*TAREFA PEDIDA 1:*
Responda, com base no trecho para leitura:
(a) Quem era o diretor do Pasquim quando a entrevistada entrou no jornal?
(b) De que filósofo é o livro Qual Socialismo?, que ela traduziu para o português?
(c) Qual é o título da peça que surgiu das pesquisas dela para o livro?
:::::
Você trabalhou no Pasquim com Millôr Fernandes, Ziraldo, Henfil, Jaguar, Ivan Lessa e outras feras. Como era a convivência com esses jornalistas?

 

Quando entrei no Pasquim, Millôr Fernandes era o diretor do jornal. Na conversa que tivemos, por lealdade, contei que havia acabado de sair da prisão, que tinha sido acusada de ser da Vanguarda Popular Revolucionária etc. Ele ouviu tudo em silêncio e concluiu: “Iza, nós somos um jornal liberal, aqui tem gente de todos os credos, mas você acaba de preencher todas as vagas de comunista. Não entra mais um”. Como resistir à piada? Entrei no Pasquim. Meus preferidos eram Millôr, Ivan Lessa, Henfil, Jaguar e Paulo Francis.

 

Atualmente qual é sua posição política? O que espera do atual governo brasileiro?

 

Sou democrata. Sei que a democracia é imperfeita, mas não existe ainda nada melhor que ela. Aprendi isso com Norberto Bobbio, o filósofo de Qual Socialismo? livro que traduzi para o português. Espero que o atual governo respeite as regras do jogo democrático e apoie a Lava Jato, a coisa mais importante no país nos últimos anos. Quando lancei meu livro, em 2005, ele fez muito sucesso entre os anarquistas e numa divertida palestra num sindicato um menino louro, bonito, me perguntou se eu era anarquista, todos eles perguntam. Respondi que não, não era, mas me considerava libertária. Sou uma democrata libertária. Basta?

 

Conte-nos um pouco sobre seus projetos literários atuais.

 

Tenho uma peça que surgiu das minhas pesquisas para o livro, chamada O Defunto Comunista. Coincidência o cadáver no livro e o defunto na peça. Resumo da peça: no velório de um ex-dirigente do PCB, seus amigos e inimigos discutem o passado.  Já teve uma primeira leitura pública, no Midrash, dirigida por Jitman Vibranovsky, e uma segunda, privada, na casa de Tonico Pereira, dirigida por Bruce Gomlevsky. Acho que é uma boa peça, pelo menos essa é a opinião de quem entende do assunto como Nelson Xavier, Othon Bastos, Juca de Oliveira, Suzana Faini, Otávio Augusto, Rogério Fróes. Fora disso, gostaria de publicar mais um livro, mas cadê tempo? Depois de uma certa idade ele fica muito curto. Por isso paro por aqui.
:::::
*TAREFA PEDIDA 2:*
Nos registros, troque "Reply" por "Answer" da linha que contém "the player's arm" até a linha que contém "column 86, row 66", inclusive. Reescreva, por favor, somente essas linhas, sem nenhuma outra mudança.
:::::
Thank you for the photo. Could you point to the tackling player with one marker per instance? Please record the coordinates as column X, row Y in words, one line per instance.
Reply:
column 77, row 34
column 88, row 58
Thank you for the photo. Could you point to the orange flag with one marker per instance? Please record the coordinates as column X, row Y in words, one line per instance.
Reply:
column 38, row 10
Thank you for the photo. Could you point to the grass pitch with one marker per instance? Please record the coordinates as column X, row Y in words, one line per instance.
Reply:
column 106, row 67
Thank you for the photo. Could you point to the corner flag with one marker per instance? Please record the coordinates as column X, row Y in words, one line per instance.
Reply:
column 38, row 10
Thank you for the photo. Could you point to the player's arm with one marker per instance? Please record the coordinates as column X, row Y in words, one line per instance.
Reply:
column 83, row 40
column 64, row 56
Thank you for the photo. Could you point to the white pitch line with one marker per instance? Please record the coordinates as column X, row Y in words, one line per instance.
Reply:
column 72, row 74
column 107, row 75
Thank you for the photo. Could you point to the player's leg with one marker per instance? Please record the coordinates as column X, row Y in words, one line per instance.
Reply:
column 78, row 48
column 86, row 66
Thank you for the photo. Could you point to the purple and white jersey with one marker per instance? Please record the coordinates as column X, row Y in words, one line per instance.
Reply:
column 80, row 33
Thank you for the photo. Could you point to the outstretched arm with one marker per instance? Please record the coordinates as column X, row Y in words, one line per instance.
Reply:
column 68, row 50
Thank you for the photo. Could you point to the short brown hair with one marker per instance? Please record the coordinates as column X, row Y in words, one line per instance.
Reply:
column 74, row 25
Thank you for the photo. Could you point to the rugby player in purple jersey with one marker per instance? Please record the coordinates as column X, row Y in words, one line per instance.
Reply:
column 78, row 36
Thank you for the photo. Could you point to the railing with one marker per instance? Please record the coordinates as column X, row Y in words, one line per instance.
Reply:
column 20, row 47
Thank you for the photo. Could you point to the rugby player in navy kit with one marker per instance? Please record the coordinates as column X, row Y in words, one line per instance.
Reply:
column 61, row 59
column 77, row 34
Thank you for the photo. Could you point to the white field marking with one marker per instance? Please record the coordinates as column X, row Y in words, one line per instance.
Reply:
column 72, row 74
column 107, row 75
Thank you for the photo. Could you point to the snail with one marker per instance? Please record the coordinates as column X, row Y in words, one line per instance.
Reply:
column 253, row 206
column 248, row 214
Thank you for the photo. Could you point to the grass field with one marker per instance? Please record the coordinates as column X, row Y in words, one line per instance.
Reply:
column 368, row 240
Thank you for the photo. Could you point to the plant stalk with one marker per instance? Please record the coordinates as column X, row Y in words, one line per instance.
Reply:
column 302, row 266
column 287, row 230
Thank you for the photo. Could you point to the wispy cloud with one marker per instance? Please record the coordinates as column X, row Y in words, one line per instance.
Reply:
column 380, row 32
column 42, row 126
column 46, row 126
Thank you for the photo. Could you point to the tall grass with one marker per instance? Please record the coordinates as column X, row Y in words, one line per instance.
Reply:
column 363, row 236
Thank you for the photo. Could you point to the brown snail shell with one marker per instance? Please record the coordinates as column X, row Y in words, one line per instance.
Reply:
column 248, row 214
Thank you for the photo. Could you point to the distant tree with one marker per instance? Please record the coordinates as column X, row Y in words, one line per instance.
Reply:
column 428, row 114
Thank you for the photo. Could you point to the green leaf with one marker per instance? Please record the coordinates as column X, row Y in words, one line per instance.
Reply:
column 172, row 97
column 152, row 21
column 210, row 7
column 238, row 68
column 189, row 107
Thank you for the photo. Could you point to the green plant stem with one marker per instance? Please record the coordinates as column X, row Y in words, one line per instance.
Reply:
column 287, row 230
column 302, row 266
:::::
*SOLUÇÃO ESCRITA 1:*
(a) Millôr Fernandes.
(b) Norberto Bobbio.
(c) O Defunto Comunista.

*SOLUÇÃO ESCRITA 2:*
Thank you for the photo. Could you point to the player's arm with one marker per instance? Please record the coordinates as column X, row Y in words, one line per instance.
Answer:
column 83, row 40
column 64, row 56
Thank you for the photo. Could you point to the white pitch line with one marker per instance? Please record the coordinates as column X, row Y in words, one line per instance.
Answer:
column 72, row 74
column 107, row 75
Thank you for the photo. Could you point to the player's leg with one marker per instance? Please record the coordinates as column X, row Y in words, one line per instance.
Answer:
column 78, row 48
column 86, row 66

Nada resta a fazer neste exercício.